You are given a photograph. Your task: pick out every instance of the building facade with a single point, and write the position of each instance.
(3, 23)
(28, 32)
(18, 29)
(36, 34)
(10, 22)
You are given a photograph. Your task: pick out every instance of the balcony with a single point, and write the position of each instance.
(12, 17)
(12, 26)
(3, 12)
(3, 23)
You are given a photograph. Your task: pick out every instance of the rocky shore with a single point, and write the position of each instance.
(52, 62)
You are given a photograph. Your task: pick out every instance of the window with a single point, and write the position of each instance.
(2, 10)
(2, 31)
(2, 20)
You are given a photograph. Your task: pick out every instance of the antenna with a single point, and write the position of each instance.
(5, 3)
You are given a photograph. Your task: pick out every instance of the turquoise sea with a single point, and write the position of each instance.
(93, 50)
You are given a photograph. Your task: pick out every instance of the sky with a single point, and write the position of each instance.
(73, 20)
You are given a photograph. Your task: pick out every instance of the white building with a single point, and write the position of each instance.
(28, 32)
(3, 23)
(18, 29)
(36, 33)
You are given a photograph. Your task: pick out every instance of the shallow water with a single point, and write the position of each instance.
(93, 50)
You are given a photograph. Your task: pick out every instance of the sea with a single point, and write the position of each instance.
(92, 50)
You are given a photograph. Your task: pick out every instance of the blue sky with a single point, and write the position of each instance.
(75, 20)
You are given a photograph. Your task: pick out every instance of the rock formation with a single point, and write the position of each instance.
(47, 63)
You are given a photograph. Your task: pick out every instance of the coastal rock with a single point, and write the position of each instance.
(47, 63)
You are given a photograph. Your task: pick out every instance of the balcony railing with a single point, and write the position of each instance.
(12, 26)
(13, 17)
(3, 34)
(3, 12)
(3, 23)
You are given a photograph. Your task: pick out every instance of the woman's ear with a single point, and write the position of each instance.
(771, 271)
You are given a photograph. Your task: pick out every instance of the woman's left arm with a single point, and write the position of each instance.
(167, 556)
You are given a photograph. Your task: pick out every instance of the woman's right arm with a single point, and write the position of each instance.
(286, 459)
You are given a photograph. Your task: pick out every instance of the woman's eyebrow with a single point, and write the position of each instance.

◆ To do: Only the lines from the one holding "the rock formation" through the end of the listing should appear in the response, each restated exactly.

◆ Reply to the exercise:
You are given a photograph. Your task: pick out every instance of the rock formation with a single point, and write the position of each instance.
(47, 63)
You are given a photograph. Your task: pick out every instance of the coastal rock with a single point, and write the position of each instance.
(47, 63)
You are given a photograph. Your task: pick out every instance of the balcony railing with a single point, and write the position of each instance.
(12, 26)
(13, 17)
(3, 34)
(3, 12)
(3, 23)
You are given a photograph. Your task: pick out every instance of the woman's ear with a single point, and write the position of each instance.
(771, 271)
You are given a photograph. Your task: pick out every instance of the woman's left arm with a single point, and write the position of each instance.
(167, 556)
You are given a photograph. Your task: pick out every instance of the woman's right arm with a single point, and write the position of each instance.
(286, 459)
You are given a photograph. Your task: pick out every instance of the woman's eyebrow with a single point, and write the position of each instance.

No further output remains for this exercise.